___ Available data

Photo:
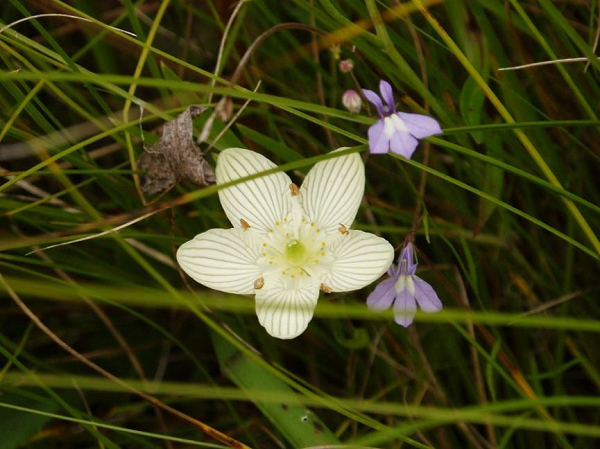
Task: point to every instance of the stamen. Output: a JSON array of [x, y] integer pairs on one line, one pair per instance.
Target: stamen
[[325, 288], [294, 189]]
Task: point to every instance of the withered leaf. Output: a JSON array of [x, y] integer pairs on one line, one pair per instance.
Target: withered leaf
[[175, 157]]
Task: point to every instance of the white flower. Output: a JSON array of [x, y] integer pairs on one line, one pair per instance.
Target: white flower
[[287, 243]]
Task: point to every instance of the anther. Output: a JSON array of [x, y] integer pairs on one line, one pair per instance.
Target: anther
[[259, 283], [325, 288]]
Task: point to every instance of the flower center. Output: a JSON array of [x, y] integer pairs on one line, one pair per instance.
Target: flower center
[[295, 253]]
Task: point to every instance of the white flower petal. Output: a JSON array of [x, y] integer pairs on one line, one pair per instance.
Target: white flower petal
[[332, 191], [260, 202], [222, 259], [359, 259], [283, 311]]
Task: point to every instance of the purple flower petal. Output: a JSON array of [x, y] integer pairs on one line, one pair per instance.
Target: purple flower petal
[[420, 126], [405, 308], [386, 93], [426, 296], [382, 297], [392, 270], [379, 142], [374, 99], [407, 255], [403, 143]]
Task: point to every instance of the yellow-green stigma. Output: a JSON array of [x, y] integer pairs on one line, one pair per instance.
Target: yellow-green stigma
[[295, 253]]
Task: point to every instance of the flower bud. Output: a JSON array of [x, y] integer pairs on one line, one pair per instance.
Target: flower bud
[[346, 65], [336, 50], [352, 101]]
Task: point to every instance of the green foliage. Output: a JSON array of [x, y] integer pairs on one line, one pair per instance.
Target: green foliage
[[504, 206]]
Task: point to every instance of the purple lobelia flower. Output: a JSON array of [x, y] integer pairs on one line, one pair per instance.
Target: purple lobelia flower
[[397, 131], [404, 290]]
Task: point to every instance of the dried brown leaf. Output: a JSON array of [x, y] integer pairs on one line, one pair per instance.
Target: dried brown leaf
[[175, 157]]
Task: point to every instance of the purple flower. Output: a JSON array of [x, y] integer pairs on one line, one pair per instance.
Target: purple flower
[[397, 131], [405, 291]]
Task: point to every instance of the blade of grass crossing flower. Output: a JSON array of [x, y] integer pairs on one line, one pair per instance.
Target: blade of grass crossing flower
[[536, 156]]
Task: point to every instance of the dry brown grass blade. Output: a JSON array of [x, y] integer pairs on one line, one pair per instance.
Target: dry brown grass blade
[[214, 433]]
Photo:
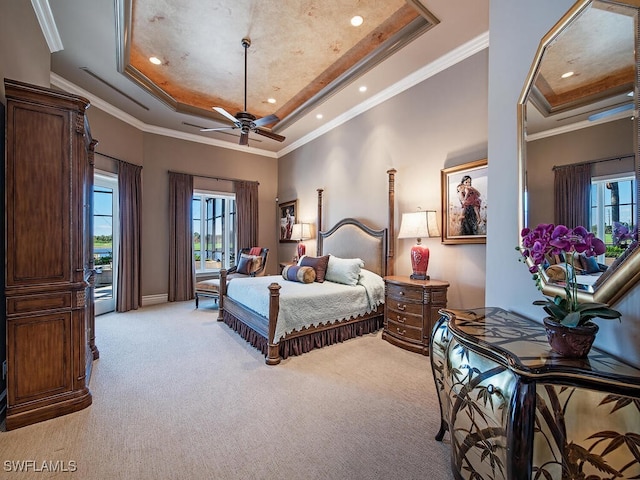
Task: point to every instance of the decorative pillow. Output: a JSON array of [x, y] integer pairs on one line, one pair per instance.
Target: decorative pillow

______

### [Goal of the exercise]
Where a line of the data contains "pillow", include it in the tally, and answer with the tally alone.

### [Output of the task]
2